### Goal of the exercise
Reproduce the stretch of items below from their start through the line containing "<point>92,239</point>", both ends included, word for word. Leave out the pictures.

### Data supplied
──────

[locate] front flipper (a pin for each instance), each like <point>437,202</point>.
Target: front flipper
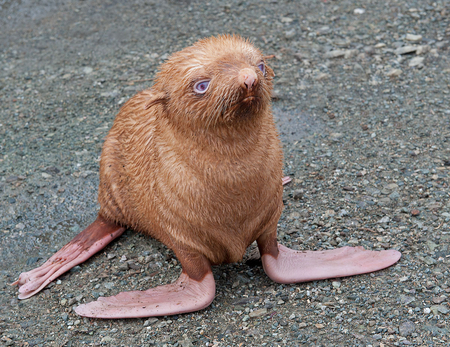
<point>194,290</point>
<point>182,296</point>
<point>284,265</point>
<point>92,239</point>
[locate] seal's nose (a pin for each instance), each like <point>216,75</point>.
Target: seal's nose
<point>248,79</point>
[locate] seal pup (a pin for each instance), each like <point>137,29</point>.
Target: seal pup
<point>195,162</point>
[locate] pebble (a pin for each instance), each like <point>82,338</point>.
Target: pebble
<point>413,38</point>
<point>405,50</point>
<point>335,54</point>
<point>407,328</point>
<point>439,309</point>
<point>290,34</point>
<point>258,313</point>
<point>393,72</point>
<point>150,321</point>
<point>416,61</point>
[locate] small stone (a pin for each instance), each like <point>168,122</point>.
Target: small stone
<point>406,328</point>
<point>394,73</point>
<point>150,321</point>
<point>384,220</point>
<point>377,336</point>
<point>335,54</point>
<point>290,34</point>
<point>405,50</point>
<point>416,61</point>
<point>439,309</point>
<point>258,313</point>
<point>87,70</point>
<point>20,226</point>
<point>431,245</point>
<point>438,299</point>
<point>297,194</point>
<point>413,38</point>
<point>336,284</point>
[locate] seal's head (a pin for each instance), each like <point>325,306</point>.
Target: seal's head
<point>217,81</point>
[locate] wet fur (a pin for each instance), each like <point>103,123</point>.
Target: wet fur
<point>198,172</point>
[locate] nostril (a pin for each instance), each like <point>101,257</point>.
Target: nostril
<point>247,78</point>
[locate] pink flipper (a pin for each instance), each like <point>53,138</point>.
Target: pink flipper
<point>91,240</point>
<point>291,266</point>
<point>182,296</point>
<point>285,180</point>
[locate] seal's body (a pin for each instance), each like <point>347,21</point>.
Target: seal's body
<point>196,162</point>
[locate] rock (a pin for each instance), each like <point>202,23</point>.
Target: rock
<point>335,54</point>
<point>87,70</point>
<point>290,34</point>
<point>394,73</point>
<point>406,328</point>
<point>413,38</point>
<point>417,61</point>
<point>258,313</point>
<point>150,321</point>
<point>405,50</point>
<point>438,299</point>
<point>436,309</point>
<point>384,220</point>
<point>431,245</point>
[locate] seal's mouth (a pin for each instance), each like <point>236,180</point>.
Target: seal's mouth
<point>250,98</point>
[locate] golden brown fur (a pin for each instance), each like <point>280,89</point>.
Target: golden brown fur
<point>198,172</point>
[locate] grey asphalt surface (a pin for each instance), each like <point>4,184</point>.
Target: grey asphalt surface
<point>362,104</point>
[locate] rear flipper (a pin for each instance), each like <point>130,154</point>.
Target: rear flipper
<point>193,291</point>
<point>284,265</point>
<point>91,240</point>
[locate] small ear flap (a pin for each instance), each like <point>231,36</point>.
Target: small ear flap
<point>154,98</point>
<point>269,72</point>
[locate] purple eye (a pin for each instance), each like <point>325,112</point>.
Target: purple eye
<point>262,67</point>
<point>201,86</point>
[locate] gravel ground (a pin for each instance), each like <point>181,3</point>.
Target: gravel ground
<point>362,102</point>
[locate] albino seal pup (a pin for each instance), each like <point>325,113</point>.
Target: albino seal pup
<point>195,162</point>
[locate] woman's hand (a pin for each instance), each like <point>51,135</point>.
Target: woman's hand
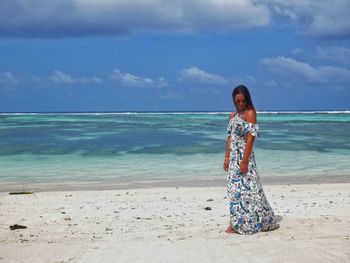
<point>226,162</point>
<point>243,166</point>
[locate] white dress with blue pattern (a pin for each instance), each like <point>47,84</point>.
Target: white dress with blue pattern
<point>250,212</point>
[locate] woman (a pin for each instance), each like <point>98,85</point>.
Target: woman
<point>250,211</point>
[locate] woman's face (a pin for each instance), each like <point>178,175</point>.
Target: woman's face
<point>240,102</point>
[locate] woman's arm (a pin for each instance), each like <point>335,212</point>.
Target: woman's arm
<point>227,148</point>
<point>250,117</point>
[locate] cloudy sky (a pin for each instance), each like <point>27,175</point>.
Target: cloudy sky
<point>151,55</point>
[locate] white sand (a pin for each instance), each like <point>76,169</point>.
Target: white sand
<point>171,225</point>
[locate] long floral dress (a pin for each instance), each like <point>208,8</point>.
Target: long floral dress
<point>250,212</point>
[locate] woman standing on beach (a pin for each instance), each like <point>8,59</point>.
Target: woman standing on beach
<point>250,211</point>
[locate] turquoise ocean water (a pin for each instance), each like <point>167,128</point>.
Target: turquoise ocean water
<point>55,147</point>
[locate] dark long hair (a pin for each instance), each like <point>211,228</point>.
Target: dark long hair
<point>241,89</point>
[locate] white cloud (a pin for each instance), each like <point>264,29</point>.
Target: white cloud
<point>7,79</point>
<point>326,18</point>
<point>301,71</point>
<point>333,53</point>
<point>131,80</point>
<point>197,75</point>
<point>58,77</point>
<point>57,18</point>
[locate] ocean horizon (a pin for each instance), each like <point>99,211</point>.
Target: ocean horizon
<point>133,145</point>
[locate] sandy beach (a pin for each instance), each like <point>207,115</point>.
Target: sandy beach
<point>173,224</point>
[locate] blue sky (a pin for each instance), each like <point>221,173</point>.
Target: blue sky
<point>157,55</point>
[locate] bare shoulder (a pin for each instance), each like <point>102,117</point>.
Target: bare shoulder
<point>250,115</point>
<point>232,114</point>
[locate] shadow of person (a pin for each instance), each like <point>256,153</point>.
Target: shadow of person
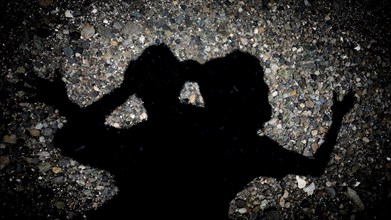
<point>184,162</point>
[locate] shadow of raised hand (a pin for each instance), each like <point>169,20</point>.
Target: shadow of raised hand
<point>198,158</point>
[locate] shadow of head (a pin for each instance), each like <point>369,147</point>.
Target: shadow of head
<point>234,87</point>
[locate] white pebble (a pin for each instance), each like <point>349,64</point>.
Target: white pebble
<point>300,182</point>
<point>68,14</point>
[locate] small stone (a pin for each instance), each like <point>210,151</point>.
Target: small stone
<point>9,139</point>
<point>309,104</point>
<point>45,3</point>
<point>4,161</point>
<point>352,194</point>
<point>35,132</point>
<point>300,182</point>
<point>68,14</point>
<point>47,132</point>
<point>59,204</point>
<point>330,192</point>
<point>116,125</point>
<point>314,147</point>
<point>20,70</point>
<point>114,43</point>
<point>43,154</point>
<point>44,167</point>
<point>63,162</point>
<point>242,210</point>
<point>131,28</point>
<point>87,31</point>
<point>143,116</point>
<point>39,126</point>
<point>310,189</point>
<point>244,41</point>
<point>274,67</point>
<point>117,25</point>
<point>56,170</point>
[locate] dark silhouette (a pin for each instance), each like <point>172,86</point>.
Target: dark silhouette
<point>184,162</point>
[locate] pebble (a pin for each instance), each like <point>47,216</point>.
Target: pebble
<point>352,194</point>
<point>301,183</point>
<point>56,170</point>
<point>47,132</point>
<point>310,189</point>
<point>68,14</point>
<point>4,161</point>
<point>87,31</point>
<point>44,167</point>
<point>9,139</point>
<point>131,28</point>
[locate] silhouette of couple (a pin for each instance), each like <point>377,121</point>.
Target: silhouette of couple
<point>183,162</point>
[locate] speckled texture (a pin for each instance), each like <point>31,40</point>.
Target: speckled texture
<point>307,49</point>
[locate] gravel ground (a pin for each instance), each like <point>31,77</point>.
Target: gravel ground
<point>307,49</point>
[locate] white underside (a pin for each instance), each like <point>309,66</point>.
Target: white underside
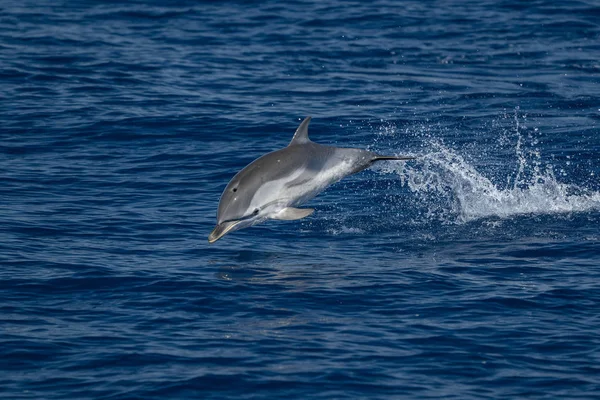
<point>274,196</point>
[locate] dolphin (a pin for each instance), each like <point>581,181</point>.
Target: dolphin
<point>274,185</point>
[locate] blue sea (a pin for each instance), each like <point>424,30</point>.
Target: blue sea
<point>472,272</point>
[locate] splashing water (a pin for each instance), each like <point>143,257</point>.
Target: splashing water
<point>454,191</point>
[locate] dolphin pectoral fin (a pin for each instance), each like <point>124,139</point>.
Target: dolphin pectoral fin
<point>291,213</point>
<point>221,230</point>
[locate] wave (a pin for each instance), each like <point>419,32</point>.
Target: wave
<point>454,190</point>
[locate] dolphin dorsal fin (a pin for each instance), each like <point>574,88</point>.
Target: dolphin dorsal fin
<point>301,135</point>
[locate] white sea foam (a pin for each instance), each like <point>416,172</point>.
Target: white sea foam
<point>453,187</point>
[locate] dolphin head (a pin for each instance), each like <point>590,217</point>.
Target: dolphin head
<point>235,211</point>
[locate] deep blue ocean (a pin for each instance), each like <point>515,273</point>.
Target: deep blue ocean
<point>472,272</point>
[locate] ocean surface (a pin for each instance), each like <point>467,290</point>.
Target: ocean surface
<point>472,272</point>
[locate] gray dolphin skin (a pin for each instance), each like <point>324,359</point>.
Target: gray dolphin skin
<point>274,185</point>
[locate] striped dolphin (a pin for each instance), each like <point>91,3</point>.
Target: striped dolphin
<point>274,185</point>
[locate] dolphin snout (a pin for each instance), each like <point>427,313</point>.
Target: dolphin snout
<point>221,230</point>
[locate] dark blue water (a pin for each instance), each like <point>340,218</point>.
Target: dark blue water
<point>472,272</point>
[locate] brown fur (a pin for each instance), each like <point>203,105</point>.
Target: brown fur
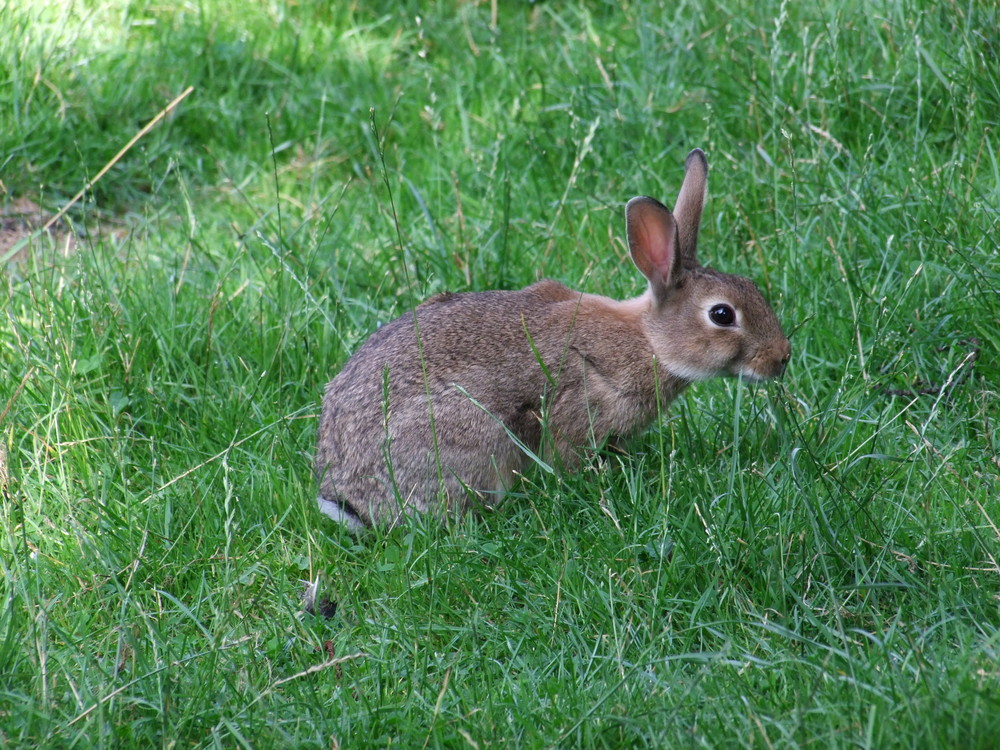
<point>421,418</point>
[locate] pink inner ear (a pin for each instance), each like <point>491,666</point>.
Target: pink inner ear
<point>653,241</point>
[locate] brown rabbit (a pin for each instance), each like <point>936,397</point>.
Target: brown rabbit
<point>438,410</point>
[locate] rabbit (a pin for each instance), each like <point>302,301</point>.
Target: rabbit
<point>437,411</point>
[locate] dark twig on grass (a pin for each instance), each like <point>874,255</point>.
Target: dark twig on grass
<point>924,389</point>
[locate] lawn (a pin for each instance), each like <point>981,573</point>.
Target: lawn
<point>811,562</point>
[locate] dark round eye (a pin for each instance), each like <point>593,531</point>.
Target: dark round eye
<point>722,315</point>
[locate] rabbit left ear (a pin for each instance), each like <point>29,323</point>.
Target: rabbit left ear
<point>653,243</point>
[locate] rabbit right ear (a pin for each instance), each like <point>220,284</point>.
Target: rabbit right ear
<point>653,243</point>
<point>690,202</point>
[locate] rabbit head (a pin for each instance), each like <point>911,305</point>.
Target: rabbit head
<point>702,323</point>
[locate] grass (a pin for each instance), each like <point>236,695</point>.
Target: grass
<point>813,563</point>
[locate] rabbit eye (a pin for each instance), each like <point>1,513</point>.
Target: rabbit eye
<point>722,315</point>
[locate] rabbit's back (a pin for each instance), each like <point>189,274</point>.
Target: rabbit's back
<point>427,402</point>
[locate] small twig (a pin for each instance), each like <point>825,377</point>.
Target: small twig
<point>149,126</point>
<point>935,390</point>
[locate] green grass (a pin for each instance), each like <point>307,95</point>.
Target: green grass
<point>813,563</point>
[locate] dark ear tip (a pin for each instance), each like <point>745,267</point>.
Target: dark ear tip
<point>696,154</point>
<point>644,200</point>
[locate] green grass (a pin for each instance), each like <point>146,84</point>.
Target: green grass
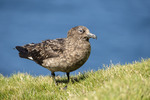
<point>116,82</point>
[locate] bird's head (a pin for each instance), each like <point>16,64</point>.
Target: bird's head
<point>80,32</point>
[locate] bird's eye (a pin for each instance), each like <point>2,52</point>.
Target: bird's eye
<point>81,31</point>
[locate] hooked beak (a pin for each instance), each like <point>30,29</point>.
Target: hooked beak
<point>90,35</point>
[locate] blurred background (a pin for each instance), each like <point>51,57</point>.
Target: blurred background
<point>122,28</point>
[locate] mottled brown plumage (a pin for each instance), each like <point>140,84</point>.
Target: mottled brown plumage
<point>65,54</point>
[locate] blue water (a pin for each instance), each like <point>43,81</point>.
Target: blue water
<point>122,28</point>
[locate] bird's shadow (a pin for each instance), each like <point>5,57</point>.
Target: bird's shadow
<point>72,79</point>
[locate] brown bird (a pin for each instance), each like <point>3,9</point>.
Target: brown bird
<point>64,54</point>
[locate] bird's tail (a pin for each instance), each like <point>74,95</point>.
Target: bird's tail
<point>23,52</point>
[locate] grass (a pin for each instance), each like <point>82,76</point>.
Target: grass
<point>116,82</point>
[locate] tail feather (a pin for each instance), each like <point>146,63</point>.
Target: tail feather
<point>23,52</point>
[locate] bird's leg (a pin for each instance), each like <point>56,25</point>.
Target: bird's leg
<point>68,76</point>
<point>53,75</point>
<point>65,88</point>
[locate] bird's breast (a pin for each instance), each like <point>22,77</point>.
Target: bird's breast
<point>72,58</point>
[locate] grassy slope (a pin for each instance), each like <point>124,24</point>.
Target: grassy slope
<point>127,82</point>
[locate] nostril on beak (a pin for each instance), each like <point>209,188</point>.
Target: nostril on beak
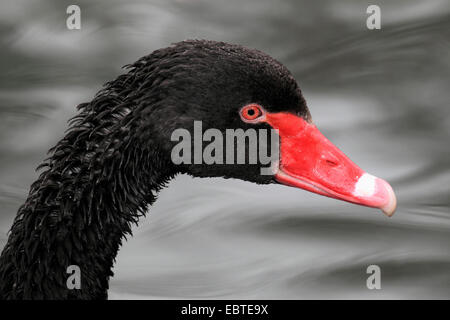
<point>331,163</point>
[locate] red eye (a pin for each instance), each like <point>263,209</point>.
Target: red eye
<point>251,112</point>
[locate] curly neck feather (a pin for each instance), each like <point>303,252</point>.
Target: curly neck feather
<point>98,181</point>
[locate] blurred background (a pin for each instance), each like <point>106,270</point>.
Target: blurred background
<point>382,96</point>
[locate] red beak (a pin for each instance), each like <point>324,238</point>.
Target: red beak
<point>308,160</point>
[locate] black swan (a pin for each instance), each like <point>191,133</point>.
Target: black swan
<point>105,172</point>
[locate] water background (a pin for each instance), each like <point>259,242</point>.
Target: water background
<point>381,96</point>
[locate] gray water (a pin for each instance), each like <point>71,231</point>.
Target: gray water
<point>382,96</point>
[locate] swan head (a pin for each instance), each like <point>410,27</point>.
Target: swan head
<point>214,103</point>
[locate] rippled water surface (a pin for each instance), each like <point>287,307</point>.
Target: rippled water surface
<point>381,96</point>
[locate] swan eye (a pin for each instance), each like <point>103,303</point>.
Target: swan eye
<point>251,112</point>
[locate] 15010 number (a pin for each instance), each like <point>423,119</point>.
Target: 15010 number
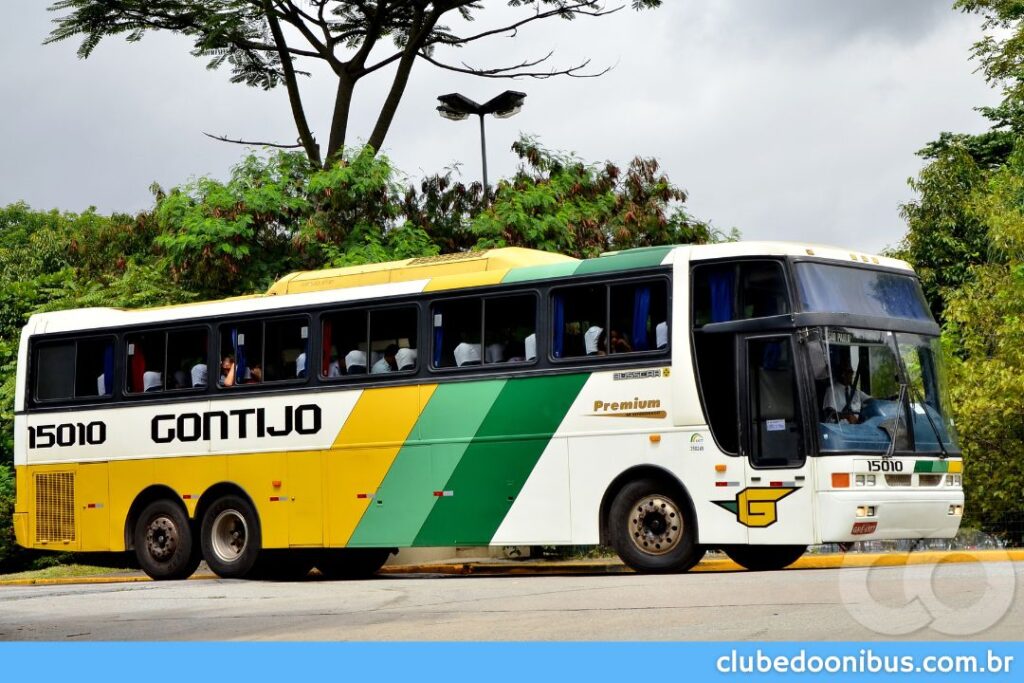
<point>885,466</point>
<point>47,436</point>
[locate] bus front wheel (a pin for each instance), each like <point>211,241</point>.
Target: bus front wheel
<point>764,558</point>
<point>230,537</point>
<point>651,527</point>
<point>163,542</point>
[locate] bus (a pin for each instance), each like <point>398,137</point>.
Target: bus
<point>747,397</point>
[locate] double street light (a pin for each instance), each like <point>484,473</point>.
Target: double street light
<point>458,108</point>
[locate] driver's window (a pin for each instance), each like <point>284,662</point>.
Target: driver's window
<point>774,428</point>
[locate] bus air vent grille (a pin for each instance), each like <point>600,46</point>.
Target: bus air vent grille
<point>54,507</point>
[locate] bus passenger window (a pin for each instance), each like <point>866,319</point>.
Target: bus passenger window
<point>55,372</point>
<point>186,351</point>
<point>75,370</point>
<point>457,329</point>
<point>241,354</point>
<point>285,347</point>
<point>343,344</point>
<point>762,290</point>
<point>508,323</point>
<point>392,340</point>
<point>637,309</point>
<point>144,361</point>
<point>579,322</point>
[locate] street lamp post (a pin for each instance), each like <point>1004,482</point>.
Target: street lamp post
<point>456,107</point>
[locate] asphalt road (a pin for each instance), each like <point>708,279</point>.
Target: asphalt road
<point>925,602</point>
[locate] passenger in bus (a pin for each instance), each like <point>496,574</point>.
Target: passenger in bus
<point>226,371</point>
<point>467,354</point>
<point>355,363</point>
<point>199,374</point>
<point>662,335</point>
<point>593,340</point>
<point>406,358</point>
<point>495,352</point>
<point>387,363</point>
<point>254,375</point>
<point>152,381</point>
<point>843,400</point>
<point>620,342</point>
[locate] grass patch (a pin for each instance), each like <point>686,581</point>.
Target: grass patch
<point>67,571</point>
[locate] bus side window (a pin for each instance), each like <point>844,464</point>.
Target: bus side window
<point>75,370</point>
<point>637,309</point>
<point>285,347</point>
<point>55,371</point>
<point>241,346</point>
<point>457,327</point>
<point>579,321</point>
<point>144,358</point>
<point>508,324</point>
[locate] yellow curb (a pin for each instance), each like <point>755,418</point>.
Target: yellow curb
<point>613,566</point>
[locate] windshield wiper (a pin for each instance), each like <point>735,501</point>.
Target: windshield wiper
<point>906,385</point>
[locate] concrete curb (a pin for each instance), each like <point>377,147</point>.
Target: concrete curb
<point>563,567</point>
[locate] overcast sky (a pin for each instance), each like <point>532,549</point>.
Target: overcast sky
<point>786,119</point>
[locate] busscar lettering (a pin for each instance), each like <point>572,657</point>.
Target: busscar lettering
<point>239,423</point>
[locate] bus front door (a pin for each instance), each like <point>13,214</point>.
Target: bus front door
<point>776,504</point>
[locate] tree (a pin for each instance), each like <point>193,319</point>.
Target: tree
<point>558,203</point>
<point>265,42</point>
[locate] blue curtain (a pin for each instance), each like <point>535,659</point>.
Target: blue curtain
<point>558,321</point>
<point>438,344</point>
<point>641,311</point>
<point>721,295</point>
<point>109,370</point>
<point>240,356</point>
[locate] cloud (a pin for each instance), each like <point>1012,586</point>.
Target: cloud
<point>794,120</point>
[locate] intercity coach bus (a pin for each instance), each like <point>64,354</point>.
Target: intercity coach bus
<point>750,397</point>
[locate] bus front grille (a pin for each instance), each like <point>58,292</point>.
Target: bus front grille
<point>54,507</point>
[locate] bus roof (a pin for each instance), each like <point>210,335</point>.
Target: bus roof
<point>473,268</point>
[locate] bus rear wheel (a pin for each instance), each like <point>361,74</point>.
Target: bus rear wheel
<point>764,558</point>
<point>351,562</point>
<point>651,527</point>
<point>230,537</point>
<point>164,543</point>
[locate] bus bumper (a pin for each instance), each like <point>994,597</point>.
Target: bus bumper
<point>859,515</point>
<point>22,528</point>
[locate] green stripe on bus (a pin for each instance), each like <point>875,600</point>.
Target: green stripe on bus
<point>444,430</point>
<point>635,258</point>
<point>548,271</point>
<point>495,467</point>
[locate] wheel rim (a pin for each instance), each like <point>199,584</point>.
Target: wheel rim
<point>655,525</point>
<point>228,536</point>
<point>162,539</point>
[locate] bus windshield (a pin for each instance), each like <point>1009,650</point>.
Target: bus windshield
<point>827,288</point>
<point>881,392</point>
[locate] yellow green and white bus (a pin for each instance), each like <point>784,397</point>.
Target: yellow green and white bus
<point>751,397</point>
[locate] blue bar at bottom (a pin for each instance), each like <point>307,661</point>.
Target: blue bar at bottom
<point>517,662</point>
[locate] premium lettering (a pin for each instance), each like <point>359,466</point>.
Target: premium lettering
<point>240,423</point>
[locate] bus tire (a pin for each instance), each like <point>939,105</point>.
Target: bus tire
<point>651,527</point>
<point>351,562</point>
<point>764,558</point>
<point>230,537</point>
<point>163,539</point>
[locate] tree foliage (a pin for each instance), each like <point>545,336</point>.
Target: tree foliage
<point>266,43</point>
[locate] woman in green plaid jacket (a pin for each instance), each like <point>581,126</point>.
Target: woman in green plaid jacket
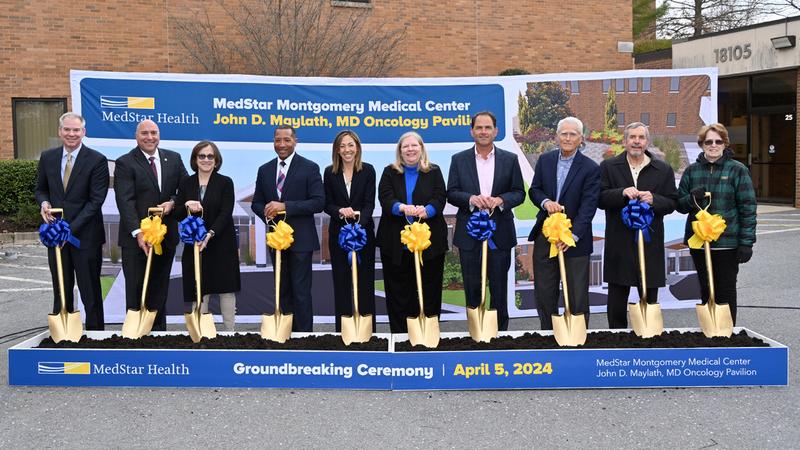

──────

### Solution to the problem
[locate] front flipper (a pin for each instance), each like <point>437,202</point>.
Target: front flipper
<point>194,290</point>
<point>182,296</point>
<point>284,265</point>
<point>92,239</point>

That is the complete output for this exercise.